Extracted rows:
--- START ---
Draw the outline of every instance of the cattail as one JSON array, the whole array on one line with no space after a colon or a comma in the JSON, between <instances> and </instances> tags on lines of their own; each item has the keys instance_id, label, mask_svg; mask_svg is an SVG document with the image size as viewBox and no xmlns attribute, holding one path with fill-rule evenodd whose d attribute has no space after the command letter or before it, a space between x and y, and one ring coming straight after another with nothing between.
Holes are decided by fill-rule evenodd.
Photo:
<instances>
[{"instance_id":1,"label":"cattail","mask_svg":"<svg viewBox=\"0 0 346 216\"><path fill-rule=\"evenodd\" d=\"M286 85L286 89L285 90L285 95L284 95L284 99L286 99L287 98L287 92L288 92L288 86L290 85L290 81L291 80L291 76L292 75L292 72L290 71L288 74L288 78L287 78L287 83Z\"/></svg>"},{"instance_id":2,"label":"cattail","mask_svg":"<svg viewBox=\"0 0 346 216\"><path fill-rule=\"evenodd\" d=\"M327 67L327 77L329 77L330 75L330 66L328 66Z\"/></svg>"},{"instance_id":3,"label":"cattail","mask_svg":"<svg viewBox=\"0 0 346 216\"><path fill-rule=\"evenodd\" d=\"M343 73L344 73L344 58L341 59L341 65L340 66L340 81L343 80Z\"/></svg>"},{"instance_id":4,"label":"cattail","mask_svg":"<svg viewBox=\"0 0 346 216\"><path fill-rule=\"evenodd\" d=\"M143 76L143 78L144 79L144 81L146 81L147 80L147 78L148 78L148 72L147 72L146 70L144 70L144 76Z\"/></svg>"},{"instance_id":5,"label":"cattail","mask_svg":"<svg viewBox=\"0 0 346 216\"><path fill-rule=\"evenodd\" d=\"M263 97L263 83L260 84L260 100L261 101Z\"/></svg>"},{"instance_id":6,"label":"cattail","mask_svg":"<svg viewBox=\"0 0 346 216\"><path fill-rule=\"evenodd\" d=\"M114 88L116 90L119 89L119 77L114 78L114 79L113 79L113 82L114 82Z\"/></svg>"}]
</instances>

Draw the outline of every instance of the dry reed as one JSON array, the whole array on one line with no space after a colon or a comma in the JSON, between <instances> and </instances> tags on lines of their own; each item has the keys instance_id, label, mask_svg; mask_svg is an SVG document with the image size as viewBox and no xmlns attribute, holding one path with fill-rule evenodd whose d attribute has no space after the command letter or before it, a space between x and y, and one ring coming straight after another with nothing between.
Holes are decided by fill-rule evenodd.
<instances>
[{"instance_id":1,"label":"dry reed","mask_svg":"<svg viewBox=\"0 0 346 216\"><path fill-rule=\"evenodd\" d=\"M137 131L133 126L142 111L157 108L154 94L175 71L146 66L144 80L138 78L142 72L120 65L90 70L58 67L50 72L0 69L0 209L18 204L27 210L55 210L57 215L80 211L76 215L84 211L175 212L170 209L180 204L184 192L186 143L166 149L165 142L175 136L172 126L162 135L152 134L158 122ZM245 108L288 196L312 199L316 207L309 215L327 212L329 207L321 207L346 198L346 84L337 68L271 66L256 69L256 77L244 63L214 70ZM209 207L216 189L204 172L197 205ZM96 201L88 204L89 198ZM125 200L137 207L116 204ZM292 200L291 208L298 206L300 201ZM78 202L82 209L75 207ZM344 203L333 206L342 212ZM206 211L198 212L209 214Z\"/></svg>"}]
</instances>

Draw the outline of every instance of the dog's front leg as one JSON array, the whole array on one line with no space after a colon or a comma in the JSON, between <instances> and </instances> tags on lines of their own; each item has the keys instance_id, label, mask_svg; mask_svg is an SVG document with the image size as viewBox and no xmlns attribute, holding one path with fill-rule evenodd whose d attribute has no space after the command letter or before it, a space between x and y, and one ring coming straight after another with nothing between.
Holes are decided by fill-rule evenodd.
--- END ---
▶ Written exercise: Write out all the rows above again, switching every "outline" to "contour" and leaving everything else unchanged.

▶ Task answer:
Draw the contour of every instance of the cattail as one JSON array, the whole array on one line with no space after a colon or a comma in the JSON, between <instances> and </instances> tags on lines of their own; each item has the keys instance_id, label, mask_svg; mask_svg is an SVG document with the image size as viewBox and no xmlns attribute, holding one path with fill-rule evenodd whose d attribute has no space after the command letter or before it, a space between x and y, and one ring coming straight after another with nothing between.
Holes are decided by fill-rule evenodd.
Photo:
<instances>
[{"instance_id":1,"label":"cattail","mask_svg":"<svg viewBox=\"0 0 346 216\"><path fill-rule=\"evenodd\" d=\"M286 85L286 89L285 90L285 95L284 95L284 99L286 99L287 98L287 92L288 92L288 86L290 85L290 81L291 80L291 76L292 75L292 72L290 71L288 74L288 78L287 78L287 83Z\"/></svg>"},{"instance_id":2,"label":"cattail","mask_svg":"<svg viewBox=\"0 0 346 216\"><path fill-rule=\"evenodd\" d=\"M327 67L327 77L329 77L330 75L330 66L328 66Z\"/></svg>"},{"instance_id":3,"label":"cattail","mask_svg":"<svg viewBox=\"0 0 346 216\"><path fill-rule=\"evenodd\" d=\"M343 73L344 73L344 58L341 59L341 65L340 66L340 81L343 80Z\"/></svg>"},{"instance_id":4,"label":"cattail","mask_svg":"<svg viewBox=\"0 0 346 216\"><path fill-rule=\"evenodd\" d=\"M143 76L143 78L144 79L144 81L146 81L147 80L147 78L148 78L148 72L147 72L146 70L144 70L144 76Z\"/></svg>"},{"instance_id":5,"label":"cattail","mask_svg":"<svg viewBox=\"0 0 346 216\"><path fill-rule=\"evenodd\" d=\"M263 97L263 83L260 84L260 100L261 101Z\"/></svg>"},{"instance_id":6,"label":"cattail","mask_svg":"<svg viewBox=\"0 0 346 216\"><path fill-rule=\"evenodd\" d=\"M114 88L116 90L119 89L119 77L114 78L114 79L113 79L113 82L114 82Z\"/></svg>"}]
</instances>

Draw the contour of every instance of the dry reed as one JSON array, the whole array on one line with no space after a colon or a comma in the JSON, between <instances> and </instances> tags on lines of their own; each item has the keys instance_id, label, mask_svg; mask_svg is an SVG document with the image size as viewBox and no xmlns attribute, holding one path with fill-rule evenodd whose d attribute has no space after the command letter or before it, a space between x and y, and one ring coming straight after another with nothing between.
Holes are decided by fill-rule evenodd.
<instances>
[{"instance_id":1,"label":"dry reed","mask_svg":"<svg viewBox=\"0 0 346 216\"><path fill-rule=\"evenodd\" d=\"M137 131L133 126L142 111L157 108L154 94L175 71L146 66L144 80L138 78L142 72L120 65L90 70L58 67L50 72L0 69L0 209L18 204L27 210L55 210L57 215L80 211L76 215L84 211L175 212L170 209L180 204L184 192L186 143L166 149L165 142L175 136L172 126L162 135L152 134L158 122ZM245 108L288 196L312 199L316 207L309 215L327 212L329 207L321 207L346 198L346 84L337 68L271 66L256 69L256 77L244 63L214 70ZM209 207L216 189L204 172L197 205ZM96 201L88 204L89 198ZM125 200L137 207L116 204ZM292 200L291 208L298 206L300 201ZM78 202L82 209L75 207ZM344 203L333 206L342 212ZM206 211L198 212L209 214Z\"/></svg>"}]
</instances>

Draw the contour of every instance of the dog's front leg as one JSON array, the whole array on one line with no space after a colon or a comma in the JSON, between <instances> and </instances> tags on lines of their own; each item has the keys instance_id, label, mask_svg; mask_svg is an SVG document with the image size as viewBox and no xmlns attribute, holding one path with fill-rule evenodd whose d attribute has no space after the command letter or before it, a space between x and y, and one ring coming straight after another with nothing between.
Holes are decided by fill-rule evenodd.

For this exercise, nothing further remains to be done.